AIM OF THE EXERCISE - Reproduce the section of the plot summary below, starting with "Bonnie (Kat Graham)" and going on through "take a drink.".

SUPPLIED PASSAGE -

● ● ● ● ●

Tyler (Michael Trevino) is at the bar/restaurant where Vicki (Kayla Ewell) works, having dinner with his parents. When Vicki comes to their table, he acts like he does not know her. After his parents leave, he tries to talk to her but she is upset and brings up the Founder's Ball and how he did not ask her to escort him. Tyler asks her but Jeremy sees the whole conversation and tells her that he only asked her because she brought it up.

Bonnie (Kat Graham) talks with Caroline and encourages her to reveal the secret that Damon told her about Stefan because she is worried about Elena. Caroline reveals the secret and Bonnie tells Elena later about it, planting the suspicion that Stefan may be concealing the truth about his relationship with Katherine. Elena tells her that this is Damon's side of the story.

At the Salvatore house, Zach (Chris William Martin) asks Damon why he came back, which makes Damon angry and he attacks Zach. Stefan intervenes between the two men and when Damon leaves, Zach encourages Stefan to use vervain on Damon to weaken him so he can fight him. Stefan tries to put it in Damon's drink but he fails since Damon figures it out and doesn't take a drink.

Tyler arrives at the Gilbert house to get the box with the donated items his mother needs for the Founder's Ball. Elena gives it to him but later, Mrs. Lockwood calls to tell Elena that the pocket watch was not among the items. Elena says she will look for it and bring it to the Ball. She goes to Jeremy's room and accuses him of stealing it. Jeremy denies that he took it but he eventually gives it back to Elena telling her that he only took it because their father was going to give it to him. Feeling bad, Elena decides to return the watch to Jeremy before she leaves for the Ball.

● ● ● ● ●

EXTRACTED DATA -
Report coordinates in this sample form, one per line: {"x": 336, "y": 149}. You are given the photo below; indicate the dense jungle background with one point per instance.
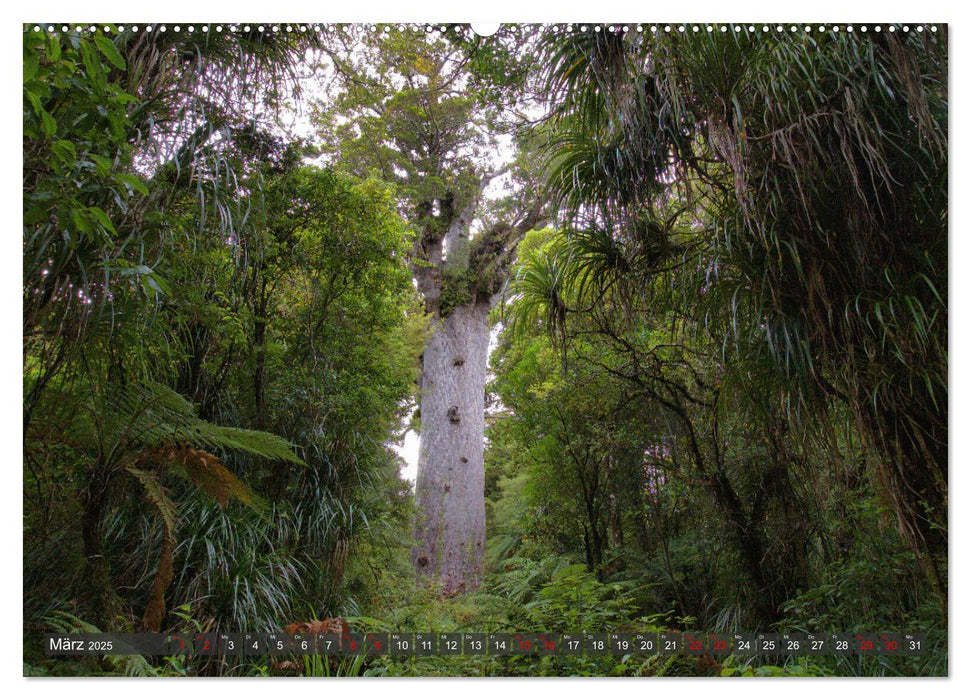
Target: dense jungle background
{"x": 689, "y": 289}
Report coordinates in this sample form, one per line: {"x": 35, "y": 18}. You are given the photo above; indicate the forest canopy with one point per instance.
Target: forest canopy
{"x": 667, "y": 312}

● ● ● ● ●

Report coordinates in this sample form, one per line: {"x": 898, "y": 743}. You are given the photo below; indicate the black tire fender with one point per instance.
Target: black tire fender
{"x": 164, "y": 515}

● ● ● ● ●

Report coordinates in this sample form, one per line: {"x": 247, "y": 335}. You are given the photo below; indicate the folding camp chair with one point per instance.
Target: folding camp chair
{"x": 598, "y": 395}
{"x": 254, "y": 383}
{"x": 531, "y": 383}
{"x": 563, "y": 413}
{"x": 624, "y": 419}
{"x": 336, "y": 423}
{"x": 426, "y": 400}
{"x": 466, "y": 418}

● ● ● ● ●

SOLUTION FOR THIS TASK -
Bonnie (Kat Graham) talks with Caroline and encourages her to reveal the secret that Damon told her about Stefan because she is worried about Elena. Caroline reveals the secret and Bonnie tells Elena later about it, planting the suspicion that Stefan may be concealing the truth about his relationship with Katherine. Elena tells her that this is Damon's side of the story.

At the Salvatore house, Zach (Chris William Martin) asks Damon why he came back, which makes Damon angry and he attacks Zach. Stefan intervenes between the two men and when Damon leaves, Zach encourages Stefan to use vervain on Damon to weaken him so he can fight him. Stefan tries to put it in Damon's drink but he fails since Damon figures it out and doesn't take a drink.